[Records from a data collection]
↓

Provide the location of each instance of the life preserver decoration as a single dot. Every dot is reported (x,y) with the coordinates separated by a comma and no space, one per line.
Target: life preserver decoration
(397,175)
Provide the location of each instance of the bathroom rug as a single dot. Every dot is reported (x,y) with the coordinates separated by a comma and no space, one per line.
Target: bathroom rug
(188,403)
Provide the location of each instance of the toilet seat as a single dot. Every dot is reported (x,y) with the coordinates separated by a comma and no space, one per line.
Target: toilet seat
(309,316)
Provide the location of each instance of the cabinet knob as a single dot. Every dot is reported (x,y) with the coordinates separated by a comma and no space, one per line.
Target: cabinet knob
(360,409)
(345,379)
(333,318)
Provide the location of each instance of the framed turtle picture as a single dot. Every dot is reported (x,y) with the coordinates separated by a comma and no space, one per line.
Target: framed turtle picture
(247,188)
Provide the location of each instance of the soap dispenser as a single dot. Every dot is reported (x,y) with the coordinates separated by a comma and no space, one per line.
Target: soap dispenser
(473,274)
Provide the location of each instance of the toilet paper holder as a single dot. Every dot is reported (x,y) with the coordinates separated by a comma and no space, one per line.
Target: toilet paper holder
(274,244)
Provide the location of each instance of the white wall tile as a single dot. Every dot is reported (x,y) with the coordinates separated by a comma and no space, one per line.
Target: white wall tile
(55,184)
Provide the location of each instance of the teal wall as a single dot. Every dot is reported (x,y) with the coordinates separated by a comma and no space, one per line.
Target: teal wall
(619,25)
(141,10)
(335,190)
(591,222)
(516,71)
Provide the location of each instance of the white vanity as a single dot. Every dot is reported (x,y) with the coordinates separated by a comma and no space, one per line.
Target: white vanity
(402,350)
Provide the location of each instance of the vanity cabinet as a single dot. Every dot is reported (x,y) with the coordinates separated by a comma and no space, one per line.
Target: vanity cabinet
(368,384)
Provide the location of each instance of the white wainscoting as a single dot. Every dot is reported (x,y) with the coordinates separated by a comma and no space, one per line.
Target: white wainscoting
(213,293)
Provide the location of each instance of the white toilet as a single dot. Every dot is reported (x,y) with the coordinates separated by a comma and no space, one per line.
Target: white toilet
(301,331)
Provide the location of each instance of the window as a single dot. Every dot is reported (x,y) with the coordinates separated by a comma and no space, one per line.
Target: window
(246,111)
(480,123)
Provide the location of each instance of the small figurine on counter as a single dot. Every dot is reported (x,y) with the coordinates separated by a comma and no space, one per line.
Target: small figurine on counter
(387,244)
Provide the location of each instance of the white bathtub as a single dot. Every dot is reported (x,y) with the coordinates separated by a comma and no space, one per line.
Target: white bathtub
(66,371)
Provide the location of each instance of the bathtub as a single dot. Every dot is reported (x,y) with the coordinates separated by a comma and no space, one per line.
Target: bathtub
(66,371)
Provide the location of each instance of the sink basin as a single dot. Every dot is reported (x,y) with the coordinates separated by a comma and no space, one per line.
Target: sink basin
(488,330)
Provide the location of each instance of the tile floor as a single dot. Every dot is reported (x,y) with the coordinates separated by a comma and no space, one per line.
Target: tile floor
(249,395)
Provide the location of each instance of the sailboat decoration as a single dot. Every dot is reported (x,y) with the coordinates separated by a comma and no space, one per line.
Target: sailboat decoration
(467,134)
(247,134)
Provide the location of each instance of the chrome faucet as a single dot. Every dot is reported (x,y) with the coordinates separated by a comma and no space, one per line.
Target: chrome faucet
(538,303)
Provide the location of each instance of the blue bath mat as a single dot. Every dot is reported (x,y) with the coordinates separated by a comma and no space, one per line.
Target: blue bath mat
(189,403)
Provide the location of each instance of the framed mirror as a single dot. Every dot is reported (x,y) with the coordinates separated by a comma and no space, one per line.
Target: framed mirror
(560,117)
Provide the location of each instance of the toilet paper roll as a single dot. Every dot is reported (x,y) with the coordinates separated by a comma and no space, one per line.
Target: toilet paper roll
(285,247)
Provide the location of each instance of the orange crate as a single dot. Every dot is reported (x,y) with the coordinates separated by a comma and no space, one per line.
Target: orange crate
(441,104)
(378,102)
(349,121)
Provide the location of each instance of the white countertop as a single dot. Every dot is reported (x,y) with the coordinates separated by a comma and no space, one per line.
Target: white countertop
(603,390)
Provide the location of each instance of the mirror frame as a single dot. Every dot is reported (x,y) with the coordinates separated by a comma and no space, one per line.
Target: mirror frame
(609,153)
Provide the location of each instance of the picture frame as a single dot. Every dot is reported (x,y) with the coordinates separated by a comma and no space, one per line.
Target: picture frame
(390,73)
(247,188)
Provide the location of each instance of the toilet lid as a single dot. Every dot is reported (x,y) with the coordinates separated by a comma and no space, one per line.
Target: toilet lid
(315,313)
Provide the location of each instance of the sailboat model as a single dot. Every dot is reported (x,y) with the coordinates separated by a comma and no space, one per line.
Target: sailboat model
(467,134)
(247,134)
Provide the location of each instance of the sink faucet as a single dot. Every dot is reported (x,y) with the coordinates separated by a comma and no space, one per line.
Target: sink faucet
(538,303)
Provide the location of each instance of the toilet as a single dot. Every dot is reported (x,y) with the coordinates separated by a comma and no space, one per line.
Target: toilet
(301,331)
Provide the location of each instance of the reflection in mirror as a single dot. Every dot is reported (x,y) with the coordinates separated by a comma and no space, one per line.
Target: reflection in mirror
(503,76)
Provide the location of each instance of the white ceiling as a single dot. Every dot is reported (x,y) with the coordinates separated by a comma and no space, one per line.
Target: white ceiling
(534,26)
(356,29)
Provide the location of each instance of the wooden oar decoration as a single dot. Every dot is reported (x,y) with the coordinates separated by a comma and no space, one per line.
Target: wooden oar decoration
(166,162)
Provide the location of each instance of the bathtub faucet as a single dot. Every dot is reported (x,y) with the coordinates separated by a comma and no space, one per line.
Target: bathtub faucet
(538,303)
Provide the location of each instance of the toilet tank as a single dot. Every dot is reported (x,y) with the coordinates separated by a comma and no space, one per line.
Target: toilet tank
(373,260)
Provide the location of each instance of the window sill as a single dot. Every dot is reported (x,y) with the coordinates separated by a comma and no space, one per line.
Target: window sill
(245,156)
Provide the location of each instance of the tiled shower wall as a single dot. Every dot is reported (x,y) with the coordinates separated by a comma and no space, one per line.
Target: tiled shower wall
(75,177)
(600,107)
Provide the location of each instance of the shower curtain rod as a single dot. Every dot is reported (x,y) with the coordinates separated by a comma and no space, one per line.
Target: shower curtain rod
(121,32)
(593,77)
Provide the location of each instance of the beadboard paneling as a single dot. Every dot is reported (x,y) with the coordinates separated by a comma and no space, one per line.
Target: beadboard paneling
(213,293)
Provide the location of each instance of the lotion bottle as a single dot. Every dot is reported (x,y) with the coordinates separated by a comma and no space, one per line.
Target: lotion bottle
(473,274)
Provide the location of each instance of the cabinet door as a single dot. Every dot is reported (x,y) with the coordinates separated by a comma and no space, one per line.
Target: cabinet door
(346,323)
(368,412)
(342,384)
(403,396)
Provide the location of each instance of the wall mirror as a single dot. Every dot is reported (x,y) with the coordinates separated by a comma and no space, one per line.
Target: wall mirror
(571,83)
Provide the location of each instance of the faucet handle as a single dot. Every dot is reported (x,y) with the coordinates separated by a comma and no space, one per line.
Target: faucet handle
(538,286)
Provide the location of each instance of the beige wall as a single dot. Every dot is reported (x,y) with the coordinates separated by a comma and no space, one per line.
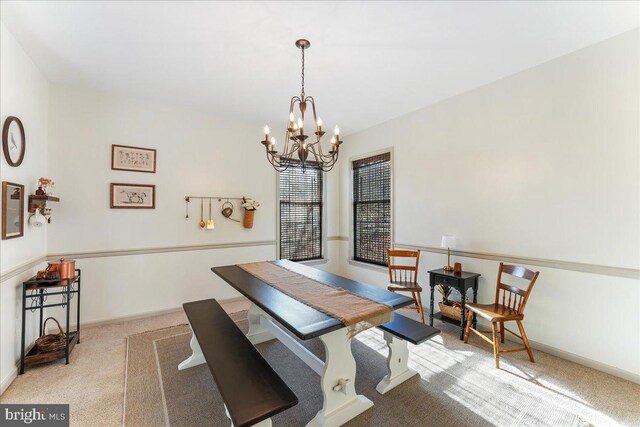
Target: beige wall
(25,94)
(544,164)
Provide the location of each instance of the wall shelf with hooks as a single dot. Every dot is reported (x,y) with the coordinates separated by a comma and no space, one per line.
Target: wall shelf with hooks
(227,210)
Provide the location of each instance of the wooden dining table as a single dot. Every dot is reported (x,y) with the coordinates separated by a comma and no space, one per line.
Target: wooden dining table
(275,315)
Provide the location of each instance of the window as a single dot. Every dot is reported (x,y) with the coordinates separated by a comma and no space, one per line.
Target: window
(372,208)
(301,213)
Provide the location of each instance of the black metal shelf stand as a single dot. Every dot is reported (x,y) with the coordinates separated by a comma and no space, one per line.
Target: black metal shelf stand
(37,291)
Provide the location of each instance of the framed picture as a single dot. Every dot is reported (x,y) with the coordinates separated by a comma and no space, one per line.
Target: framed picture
(135,159)
(12,210)
(133,196)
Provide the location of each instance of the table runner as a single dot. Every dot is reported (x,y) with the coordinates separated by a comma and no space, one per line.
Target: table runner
(356,312)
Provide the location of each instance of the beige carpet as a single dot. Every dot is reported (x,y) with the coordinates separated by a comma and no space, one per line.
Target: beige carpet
(458,385)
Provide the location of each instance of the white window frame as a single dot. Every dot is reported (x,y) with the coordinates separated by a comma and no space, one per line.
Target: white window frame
(351,259)
(323,226)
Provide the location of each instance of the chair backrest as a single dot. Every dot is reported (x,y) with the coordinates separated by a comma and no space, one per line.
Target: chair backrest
(512,296)
(406,272)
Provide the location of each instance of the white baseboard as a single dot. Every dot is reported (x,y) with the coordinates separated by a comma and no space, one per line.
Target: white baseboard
(6,382)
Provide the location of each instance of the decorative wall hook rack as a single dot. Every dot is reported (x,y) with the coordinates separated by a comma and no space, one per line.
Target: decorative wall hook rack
(226,199)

↑

Task to carry out –
Only the lines from the one containing "Provide the location of each instance of the beige carpet" through the end of the entries above belong in the answer; repeat them exactly.

Problem solution –
Provide the location of each instance of the beige carpet as a single dot. Every dot is reported (x,y) with the coordinates separated by a comma and no space, one per line.
Target: beige carpet
(458,385)
Provide the location of each instance of the white window frame as a single dot. Every dot is reported (x,y) with the coordinates separated by a comma and no space, one per line.
Target: white window frame
(351,259)
(323,226)
Provide the location of each instance of the chair backrest as a single dot. Every dot is reported (x,y) with the coordinates separated by a comma and no space, one per line.
Target: chair backrest
(512,296)
(406,272)
Provide the location of each instance of the white baseboard as a single dot. Every dot is reported (x,y) with the coordinates separated by a comma and no space, one per line.
Target: white baseboard
(6,382)
Provide the location of each instance of the decorative wall hook rack as a single dot. Every dot is reported (x,y) with the coordinates separated by a comma and no space, one per line.
Target: decorative wall hook rack
(226,199)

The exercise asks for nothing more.